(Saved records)
▬▬▬
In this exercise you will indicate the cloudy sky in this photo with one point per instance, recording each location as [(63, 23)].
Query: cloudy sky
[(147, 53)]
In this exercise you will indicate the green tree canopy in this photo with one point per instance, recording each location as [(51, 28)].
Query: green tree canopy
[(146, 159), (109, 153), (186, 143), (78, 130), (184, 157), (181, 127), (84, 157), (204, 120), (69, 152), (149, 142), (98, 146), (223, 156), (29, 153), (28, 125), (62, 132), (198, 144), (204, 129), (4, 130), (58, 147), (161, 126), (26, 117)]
▬▬▬
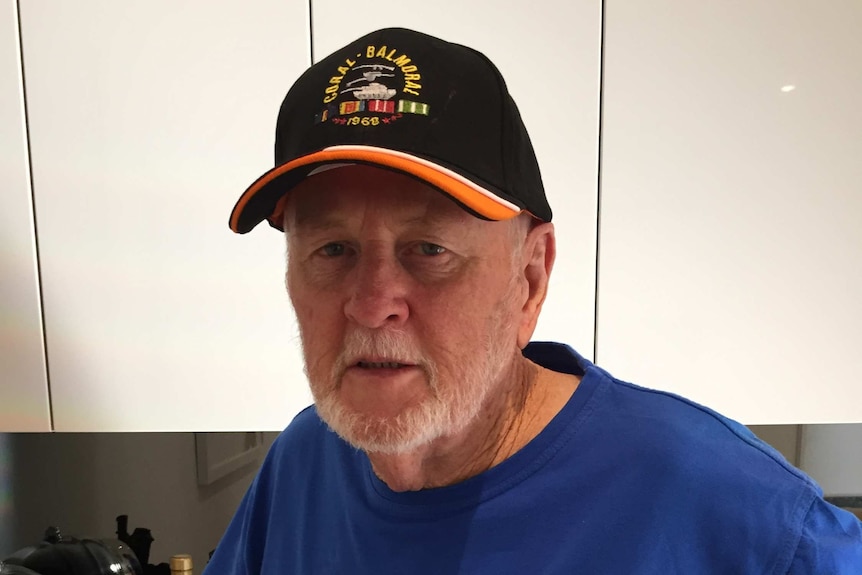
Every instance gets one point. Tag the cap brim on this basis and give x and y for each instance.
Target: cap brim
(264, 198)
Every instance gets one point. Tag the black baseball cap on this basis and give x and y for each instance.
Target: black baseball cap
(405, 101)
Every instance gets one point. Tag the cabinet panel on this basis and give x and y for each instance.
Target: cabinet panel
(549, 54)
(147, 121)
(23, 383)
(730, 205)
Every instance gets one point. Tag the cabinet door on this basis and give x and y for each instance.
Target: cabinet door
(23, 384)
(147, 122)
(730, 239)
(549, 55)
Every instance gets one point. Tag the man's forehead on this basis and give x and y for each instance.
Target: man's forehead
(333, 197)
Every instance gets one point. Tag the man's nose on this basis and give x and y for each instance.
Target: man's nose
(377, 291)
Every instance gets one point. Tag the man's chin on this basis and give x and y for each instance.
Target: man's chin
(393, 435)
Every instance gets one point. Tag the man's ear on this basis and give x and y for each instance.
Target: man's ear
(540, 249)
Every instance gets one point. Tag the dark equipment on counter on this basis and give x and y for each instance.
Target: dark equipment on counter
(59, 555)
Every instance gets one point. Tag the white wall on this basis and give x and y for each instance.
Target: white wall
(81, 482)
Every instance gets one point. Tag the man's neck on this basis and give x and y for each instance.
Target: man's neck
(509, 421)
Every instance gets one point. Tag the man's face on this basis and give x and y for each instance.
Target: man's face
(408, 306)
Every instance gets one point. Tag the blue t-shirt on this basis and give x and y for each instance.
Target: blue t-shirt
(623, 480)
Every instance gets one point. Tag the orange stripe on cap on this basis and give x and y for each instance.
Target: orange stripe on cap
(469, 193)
▬▬▬
■ Task statement
Format the part of the entries that opens with the line containing "In this exercise you will indicate the cloudy" and closes with the line containing "[(147, 53)]" as a numbered list, omitting any blank lines.

■ Solution to this problem
1. In this exercise you will indicate the cloudy sky in this photo with one point per instance, recording each location as [(63, 23)].
2. Query: cloudy sky
3. [(147, 53)]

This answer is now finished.